* **Zadanie do wykonania**
Wybierz z poniższych wierszy wszystkie, które zawierają słowo „plate”, i przepisz je. Wielkość liter ma znaczenie.

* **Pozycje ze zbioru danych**
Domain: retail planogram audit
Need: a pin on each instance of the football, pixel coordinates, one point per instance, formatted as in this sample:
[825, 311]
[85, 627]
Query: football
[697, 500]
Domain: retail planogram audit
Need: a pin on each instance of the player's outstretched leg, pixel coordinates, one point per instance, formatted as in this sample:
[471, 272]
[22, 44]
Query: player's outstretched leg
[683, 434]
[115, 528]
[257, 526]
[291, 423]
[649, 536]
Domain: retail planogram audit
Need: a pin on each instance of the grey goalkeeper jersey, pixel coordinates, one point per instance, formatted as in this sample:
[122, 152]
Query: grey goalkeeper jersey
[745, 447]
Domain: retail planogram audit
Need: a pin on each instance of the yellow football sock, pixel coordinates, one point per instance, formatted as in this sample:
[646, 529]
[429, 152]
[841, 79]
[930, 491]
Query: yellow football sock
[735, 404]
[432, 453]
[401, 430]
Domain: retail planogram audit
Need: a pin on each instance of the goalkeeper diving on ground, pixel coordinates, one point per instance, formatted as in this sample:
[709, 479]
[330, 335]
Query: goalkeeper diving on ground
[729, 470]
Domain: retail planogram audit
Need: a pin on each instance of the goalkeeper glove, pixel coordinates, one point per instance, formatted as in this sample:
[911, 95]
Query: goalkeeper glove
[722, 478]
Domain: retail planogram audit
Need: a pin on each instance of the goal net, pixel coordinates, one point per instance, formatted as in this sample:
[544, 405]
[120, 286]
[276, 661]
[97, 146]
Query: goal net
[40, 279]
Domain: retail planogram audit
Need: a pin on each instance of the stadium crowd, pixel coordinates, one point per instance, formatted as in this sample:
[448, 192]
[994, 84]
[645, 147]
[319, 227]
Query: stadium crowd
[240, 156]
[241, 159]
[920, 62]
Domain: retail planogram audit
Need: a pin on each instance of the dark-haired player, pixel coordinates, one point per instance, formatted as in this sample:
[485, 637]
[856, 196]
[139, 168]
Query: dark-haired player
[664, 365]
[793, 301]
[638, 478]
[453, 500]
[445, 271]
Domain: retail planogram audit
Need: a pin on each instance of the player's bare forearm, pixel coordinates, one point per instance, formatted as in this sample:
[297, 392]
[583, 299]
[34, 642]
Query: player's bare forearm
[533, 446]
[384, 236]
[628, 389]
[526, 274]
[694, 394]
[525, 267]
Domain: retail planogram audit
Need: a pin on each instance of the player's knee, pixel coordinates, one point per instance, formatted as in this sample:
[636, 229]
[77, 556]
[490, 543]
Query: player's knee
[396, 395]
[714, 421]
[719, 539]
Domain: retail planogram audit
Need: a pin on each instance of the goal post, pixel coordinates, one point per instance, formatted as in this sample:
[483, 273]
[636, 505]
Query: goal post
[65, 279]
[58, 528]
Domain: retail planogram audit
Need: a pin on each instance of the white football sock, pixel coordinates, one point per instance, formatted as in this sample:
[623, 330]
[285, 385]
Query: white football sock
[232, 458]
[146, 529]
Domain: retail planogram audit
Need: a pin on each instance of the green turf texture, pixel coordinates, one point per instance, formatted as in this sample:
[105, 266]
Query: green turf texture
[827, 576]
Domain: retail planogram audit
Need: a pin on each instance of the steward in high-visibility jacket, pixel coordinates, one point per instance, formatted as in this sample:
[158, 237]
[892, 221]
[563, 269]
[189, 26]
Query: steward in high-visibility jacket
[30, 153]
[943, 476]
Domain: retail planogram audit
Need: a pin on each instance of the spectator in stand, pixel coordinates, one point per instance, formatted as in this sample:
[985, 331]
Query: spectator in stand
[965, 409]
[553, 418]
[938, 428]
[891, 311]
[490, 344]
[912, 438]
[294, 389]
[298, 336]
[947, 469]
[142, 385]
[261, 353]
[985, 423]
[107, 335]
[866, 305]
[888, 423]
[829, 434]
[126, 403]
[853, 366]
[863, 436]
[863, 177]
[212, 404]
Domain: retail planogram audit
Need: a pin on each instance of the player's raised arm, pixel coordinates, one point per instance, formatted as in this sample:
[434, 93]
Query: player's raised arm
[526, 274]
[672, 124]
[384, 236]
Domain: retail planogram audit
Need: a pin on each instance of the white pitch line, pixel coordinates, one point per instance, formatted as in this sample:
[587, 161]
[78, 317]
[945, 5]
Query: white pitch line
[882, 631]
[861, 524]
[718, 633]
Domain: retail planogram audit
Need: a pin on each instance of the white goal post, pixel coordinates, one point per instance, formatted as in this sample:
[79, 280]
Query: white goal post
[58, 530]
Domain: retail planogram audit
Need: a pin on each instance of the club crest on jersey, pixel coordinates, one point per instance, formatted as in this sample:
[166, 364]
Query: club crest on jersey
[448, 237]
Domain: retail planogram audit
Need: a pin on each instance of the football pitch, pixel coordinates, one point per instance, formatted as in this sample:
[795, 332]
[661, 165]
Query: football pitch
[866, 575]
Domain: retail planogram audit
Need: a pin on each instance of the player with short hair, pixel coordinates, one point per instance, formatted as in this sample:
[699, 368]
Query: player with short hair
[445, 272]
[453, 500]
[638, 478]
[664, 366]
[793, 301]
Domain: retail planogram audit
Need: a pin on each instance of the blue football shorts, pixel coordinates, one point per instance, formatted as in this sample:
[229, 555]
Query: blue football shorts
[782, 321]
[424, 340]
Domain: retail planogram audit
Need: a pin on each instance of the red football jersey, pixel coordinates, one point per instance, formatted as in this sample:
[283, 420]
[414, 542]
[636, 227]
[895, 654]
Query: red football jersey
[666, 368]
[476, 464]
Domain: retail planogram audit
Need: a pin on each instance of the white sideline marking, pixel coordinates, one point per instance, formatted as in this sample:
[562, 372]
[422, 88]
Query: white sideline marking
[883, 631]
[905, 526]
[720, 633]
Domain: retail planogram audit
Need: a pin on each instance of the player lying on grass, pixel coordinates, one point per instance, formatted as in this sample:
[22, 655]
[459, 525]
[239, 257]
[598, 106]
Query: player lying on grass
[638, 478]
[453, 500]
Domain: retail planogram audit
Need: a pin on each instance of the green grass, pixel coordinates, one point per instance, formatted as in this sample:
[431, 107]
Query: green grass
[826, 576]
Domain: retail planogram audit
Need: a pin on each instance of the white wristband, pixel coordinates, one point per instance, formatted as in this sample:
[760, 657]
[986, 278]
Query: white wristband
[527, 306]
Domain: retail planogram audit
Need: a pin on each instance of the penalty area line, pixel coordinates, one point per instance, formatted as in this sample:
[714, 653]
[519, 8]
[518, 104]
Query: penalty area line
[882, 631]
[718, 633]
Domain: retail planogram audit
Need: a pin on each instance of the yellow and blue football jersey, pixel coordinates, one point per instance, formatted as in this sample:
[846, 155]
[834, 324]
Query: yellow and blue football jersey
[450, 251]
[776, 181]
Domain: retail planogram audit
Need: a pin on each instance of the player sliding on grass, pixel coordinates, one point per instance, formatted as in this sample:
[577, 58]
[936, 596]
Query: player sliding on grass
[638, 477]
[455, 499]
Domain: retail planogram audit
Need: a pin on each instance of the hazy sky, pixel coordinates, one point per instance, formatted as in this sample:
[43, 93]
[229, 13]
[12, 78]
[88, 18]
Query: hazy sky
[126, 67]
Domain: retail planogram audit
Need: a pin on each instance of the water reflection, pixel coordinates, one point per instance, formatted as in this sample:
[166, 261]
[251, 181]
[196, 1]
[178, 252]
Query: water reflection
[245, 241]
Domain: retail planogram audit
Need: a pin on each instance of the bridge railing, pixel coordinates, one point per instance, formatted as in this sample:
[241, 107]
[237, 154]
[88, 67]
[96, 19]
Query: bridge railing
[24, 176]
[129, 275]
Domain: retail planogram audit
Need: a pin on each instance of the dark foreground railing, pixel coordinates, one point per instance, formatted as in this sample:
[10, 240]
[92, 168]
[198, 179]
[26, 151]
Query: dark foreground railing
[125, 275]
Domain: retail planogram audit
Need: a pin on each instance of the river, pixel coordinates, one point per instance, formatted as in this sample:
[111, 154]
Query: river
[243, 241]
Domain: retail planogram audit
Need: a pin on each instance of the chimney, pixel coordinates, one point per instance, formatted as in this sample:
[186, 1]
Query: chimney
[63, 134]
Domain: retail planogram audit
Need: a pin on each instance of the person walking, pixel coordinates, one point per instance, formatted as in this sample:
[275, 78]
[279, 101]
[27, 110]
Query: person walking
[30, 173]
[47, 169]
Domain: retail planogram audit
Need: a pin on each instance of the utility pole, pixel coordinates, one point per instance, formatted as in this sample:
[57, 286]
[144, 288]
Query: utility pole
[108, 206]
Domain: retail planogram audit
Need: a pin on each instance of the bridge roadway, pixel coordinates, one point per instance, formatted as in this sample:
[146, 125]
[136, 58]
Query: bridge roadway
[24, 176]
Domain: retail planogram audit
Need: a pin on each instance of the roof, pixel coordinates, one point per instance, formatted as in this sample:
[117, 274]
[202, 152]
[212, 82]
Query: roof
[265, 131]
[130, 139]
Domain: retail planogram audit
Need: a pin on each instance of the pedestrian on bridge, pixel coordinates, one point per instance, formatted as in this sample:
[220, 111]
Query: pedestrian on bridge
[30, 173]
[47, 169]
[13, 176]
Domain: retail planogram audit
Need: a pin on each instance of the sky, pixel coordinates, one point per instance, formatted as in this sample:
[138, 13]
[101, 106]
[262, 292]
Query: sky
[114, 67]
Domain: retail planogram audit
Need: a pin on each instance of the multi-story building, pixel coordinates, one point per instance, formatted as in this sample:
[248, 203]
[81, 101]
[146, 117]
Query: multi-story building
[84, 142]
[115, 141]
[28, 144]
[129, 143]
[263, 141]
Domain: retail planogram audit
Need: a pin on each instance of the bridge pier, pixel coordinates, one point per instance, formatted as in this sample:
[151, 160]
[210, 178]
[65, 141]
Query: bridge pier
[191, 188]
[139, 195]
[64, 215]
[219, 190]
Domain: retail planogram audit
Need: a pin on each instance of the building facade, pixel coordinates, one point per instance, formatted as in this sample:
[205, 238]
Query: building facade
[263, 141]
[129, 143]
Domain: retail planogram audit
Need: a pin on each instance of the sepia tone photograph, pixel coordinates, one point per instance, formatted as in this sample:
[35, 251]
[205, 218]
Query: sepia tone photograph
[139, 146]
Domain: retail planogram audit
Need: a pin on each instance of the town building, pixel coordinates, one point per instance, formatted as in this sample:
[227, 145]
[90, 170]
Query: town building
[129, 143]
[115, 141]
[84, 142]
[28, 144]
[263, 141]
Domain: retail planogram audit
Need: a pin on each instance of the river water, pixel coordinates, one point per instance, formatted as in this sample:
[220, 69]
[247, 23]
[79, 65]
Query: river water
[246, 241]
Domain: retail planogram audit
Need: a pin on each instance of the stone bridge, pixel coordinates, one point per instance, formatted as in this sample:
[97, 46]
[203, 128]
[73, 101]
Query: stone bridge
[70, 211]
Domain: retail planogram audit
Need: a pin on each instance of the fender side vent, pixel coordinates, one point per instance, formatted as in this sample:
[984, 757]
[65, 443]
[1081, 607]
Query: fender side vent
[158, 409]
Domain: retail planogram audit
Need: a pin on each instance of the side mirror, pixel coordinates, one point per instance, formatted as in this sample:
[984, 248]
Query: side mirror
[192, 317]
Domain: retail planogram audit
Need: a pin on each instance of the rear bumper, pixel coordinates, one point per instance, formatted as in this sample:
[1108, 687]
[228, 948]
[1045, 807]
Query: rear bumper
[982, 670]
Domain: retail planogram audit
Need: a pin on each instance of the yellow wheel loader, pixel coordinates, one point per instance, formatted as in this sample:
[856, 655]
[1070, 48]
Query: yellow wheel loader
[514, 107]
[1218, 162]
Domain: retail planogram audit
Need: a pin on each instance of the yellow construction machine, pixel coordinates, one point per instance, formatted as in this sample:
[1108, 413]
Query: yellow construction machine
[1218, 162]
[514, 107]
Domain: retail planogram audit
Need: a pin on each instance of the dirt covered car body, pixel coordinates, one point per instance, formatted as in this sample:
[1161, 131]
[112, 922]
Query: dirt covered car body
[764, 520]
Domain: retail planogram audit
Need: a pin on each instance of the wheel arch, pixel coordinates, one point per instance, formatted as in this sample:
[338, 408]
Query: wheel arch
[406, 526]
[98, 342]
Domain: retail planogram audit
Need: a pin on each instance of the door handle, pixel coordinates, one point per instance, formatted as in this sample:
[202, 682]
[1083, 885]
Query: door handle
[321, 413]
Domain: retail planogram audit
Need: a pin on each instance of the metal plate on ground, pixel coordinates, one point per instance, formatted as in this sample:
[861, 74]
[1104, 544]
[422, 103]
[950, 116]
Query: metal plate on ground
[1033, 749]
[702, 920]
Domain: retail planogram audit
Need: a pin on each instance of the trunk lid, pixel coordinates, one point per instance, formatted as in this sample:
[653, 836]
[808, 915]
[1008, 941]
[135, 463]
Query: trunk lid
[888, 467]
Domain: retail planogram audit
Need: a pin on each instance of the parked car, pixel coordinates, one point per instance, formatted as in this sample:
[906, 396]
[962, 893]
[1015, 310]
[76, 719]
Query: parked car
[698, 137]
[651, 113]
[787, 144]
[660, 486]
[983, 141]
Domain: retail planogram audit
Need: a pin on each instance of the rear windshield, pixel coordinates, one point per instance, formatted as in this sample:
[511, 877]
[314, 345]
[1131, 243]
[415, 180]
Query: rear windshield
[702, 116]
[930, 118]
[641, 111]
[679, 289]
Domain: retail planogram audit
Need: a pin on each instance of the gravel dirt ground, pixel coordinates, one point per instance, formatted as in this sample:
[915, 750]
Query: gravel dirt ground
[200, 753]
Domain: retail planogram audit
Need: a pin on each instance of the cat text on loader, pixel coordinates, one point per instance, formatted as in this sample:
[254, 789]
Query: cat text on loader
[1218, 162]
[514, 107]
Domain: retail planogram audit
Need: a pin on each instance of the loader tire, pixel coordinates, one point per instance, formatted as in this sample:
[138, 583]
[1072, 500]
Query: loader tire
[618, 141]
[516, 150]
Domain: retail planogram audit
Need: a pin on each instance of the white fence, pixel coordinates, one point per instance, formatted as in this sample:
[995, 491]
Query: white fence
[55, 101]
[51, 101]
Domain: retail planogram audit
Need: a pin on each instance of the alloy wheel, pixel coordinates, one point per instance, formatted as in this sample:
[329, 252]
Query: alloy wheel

* **Wynik ćwiczenia**
Need: a pin on each instance of the metal plate on ground, pixel coordinates, one point per instance, formatted as in this sample:
Query: metal plate on ground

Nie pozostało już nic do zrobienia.